Point-based annotation data:
** Start **

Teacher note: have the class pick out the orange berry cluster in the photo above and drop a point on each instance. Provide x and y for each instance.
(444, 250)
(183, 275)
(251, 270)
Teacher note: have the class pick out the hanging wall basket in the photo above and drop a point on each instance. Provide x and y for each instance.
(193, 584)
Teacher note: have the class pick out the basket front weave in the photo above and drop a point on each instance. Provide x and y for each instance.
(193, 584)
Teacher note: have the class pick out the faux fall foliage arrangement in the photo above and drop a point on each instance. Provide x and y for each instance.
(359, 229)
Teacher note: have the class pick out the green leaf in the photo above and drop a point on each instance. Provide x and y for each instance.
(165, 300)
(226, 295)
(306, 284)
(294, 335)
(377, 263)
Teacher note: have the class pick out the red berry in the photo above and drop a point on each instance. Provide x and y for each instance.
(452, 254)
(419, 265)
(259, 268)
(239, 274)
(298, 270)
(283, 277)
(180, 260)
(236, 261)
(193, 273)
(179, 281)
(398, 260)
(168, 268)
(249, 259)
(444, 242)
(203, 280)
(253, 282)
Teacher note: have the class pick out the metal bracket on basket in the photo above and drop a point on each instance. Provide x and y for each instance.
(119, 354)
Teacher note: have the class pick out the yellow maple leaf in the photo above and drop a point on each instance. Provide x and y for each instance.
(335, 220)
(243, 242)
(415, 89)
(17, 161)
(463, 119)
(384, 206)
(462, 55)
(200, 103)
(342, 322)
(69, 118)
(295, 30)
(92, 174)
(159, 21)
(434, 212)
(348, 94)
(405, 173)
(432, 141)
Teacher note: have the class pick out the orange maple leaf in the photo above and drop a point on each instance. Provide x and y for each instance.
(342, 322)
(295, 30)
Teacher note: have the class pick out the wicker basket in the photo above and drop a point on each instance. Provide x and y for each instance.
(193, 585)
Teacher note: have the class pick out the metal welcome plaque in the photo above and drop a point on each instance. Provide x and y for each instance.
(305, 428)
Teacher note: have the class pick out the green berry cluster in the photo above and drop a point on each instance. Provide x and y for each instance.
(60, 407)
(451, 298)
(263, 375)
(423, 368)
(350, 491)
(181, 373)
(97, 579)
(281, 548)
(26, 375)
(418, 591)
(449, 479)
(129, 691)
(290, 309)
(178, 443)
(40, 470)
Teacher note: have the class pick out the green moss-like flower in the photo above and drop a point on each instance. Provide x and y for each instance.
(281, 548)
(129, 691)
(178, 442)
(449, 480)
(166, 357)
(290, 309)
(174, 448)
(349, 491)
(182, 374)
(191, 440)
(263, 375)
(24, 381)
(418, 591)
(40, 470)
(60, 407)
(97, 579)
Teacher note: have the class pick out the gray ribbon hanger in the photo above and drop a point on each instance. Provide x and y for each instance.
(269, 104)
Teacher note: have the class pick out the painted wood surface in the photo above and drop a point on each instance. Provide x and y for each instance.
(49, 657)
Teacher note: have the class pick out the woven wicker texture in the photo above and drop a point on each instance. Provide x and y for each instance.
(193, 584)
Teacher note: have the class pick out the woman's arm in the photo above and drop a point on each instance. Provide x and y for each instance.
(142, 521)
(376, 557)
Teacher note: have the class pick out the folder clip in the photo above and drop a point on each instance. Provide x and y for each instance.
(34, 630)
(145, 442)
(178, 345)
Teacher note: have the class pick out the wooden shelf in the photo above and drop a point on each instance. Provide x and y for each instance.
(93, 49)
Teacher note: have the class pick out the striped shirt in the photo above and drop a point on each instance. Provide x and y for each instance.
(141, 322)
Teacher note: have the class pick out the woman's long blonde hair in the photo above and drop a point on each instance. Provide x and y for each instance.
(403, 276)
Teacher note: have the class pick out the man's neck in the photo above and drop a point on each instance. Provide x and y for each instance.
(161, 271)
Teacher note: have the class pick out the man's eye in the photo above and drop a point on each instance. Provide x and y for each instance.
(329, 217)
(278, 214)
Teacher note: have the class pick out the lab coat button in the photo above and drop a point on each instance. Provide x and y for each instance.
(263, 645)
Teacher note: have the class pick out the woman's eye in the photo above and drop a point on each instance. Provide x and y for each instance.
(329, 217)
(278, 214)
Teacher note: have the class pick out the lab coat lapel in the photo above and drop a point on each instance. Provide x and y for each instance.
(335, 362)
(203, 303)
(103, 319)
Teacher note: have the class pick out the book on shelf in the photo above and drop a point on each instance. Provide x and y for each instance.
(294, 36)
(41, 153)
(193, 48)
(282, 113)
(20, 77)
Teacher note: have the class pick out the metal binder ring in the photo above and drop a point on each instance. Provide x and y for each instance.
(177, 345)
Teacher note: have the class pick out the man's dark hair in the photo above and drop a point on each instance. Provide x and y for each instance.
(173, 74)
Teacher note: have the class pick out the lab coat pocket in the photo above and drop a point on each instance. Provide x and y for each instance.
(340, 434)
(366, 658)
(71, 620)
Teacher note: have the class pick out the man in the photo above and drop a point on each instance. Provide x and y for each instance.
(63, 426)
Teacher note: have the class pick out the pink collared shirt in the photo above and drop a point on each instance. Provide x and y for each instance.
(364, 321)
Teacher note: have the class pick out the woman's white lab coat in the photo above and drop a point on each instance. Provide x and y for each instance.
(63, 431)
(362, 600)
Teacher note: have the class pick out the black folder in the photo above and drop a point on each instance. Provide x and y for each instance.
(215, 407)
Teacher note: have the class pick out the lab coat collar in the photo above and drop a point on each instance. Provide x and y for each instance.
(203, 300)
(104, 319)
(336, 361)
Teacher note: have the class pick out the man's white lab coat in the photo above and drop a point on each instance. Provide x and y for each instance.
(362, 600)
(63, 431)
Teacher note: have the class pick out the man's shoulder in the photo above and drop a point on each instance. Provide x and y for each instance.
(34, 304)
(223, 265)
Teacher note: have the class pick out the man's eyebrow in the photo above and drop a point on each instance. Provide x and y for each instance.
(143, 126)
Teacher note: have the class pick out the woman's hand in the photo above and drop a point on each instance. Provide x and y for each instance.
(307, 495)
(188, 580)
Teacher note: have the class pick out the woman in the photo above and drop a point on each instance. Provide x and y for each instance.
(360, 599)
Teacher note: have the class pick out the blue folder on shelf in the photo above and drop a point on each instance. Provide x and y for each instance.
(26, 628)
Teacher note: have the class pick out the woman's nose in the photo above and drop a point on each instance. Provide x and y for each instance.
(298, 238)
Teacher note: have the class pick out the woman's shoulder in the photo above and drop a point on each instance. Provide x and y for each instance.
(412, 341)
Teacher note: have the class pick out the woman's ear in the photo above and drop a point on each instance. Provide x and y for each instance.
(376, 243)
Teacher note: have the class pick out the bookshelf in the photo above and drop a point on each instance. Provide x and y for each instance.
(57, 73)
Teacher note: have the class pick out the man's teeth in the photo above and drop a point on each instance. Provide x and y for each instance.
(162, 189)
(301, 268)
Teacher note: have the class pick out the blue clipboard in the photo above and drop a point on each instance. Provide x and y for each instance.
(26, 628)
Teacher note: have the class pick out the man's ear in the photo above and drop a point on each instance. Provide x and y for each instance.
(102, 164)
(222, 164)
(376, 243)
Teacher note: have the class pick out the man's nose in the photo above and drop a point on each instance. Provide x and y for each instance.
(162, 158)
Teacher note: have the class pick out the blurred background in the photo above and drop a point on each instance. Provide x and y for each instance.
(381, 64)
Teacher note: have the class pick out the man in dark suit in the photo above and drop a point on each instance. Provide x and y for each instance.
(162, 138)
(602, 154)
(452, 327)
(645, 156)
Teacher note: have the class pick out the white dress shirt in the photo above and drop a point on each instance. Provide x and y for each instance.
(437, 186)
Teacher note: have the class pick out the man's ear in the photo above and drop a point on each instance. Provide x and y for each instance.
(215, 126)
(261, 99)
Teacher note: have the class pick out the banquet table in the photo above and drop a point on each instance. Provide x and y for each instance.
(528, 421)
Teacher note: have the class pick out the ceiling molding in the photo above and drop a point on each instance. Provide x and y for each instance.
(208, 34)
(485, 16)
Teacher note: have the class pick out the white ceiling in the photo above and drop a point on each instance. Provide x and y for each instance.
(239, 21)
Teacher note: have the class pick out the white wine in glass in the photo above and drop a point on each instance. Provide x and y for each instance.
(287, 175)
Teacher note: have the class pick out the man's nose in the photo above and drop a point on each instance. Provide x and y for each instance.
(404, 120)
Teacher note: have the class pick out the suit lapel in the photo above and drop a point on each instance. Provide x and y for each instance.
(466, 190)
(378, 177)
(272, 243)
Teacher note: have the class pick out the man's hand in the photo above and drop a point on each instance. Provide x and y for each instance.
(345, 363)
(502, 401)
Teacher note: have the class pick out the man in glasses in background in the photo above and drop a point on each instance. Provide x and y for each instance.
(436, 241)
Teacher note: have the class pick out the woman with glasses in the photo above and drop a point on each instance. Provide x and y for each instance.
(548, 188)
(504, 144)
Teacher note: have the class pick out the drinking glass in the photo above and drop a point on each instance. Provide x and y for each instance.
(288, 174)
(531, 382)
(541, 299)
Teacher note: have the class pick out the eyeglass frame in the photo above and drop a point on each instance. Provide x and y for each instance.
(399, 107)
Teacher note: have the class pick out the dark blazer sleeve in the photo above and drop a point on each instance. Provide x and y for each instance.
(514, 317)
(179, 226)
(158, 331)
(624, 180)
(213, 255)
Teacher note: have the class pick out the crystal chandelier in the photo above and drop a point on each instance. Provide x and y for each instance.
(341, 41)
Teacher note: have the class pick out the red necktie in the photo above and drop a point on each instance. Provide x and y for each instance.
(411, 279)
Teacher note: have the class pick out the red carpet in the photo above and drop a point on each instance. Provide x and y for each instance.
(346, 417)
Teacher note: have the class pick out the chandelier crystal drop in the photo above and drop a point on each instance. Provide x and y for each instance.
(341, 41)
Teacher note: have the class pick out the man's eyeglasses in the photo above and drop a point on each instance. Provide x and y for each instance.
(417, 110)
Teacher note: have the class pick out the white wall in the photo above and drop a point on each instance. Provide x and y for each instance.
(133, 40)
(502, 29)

** End **

**Directive**
Take the line with "Teacher note: have the class pick out the drinking" and all lines after it to the last line, and reproduce them exactly.

**Exercise response**
Teacher note: have the class pick out the drinking glass in the photo above and drop a point on each instance. Provide x and y for each instance.
(288, 174)
(531, 382)
(541, 299)
Teacher note: have the class pick out the eyeglass frame in the photo above and drop a point on each instance. Provide x and y for each instance.
(399, 107)
Teacher note: have the class pick out the dark blazer sleeve in the photo above and drop a point on each instance. Provide x and y for each instance.
(514, 317)
(179, 226)
(158, 331)
(624, 180)
(213, 255)
Teacher note: have the class pick out the crystal chandelier in the photo above and drop a point on each instance. Provide x and y for each instance.
(341, 41)
Teacher note: have the class pick out the red necktie in the photo above and drop a point on each instance. Provide x and y for each instance.
(411, 279)
Teacher note: have the class pick out the red carpet in the photo above and drop a point on each instance. Provide x and y for each instance.
(346, 417)
Teacher note: have the class pick out the chandelier crystal drop in the photo above and drop a point on each instance. Provide x and y for each instance.
(341, 41)
Teacher note: have the class pick out the man's eyeglasses in the photo above and drop a point on each instance. Provide x and y for each instance.
(417, 110)
Teacher note: have the class pick out the white wall in the photo above and drop a point on each instance. Provide x and y for each instance.
(133, 40)
(502, 29)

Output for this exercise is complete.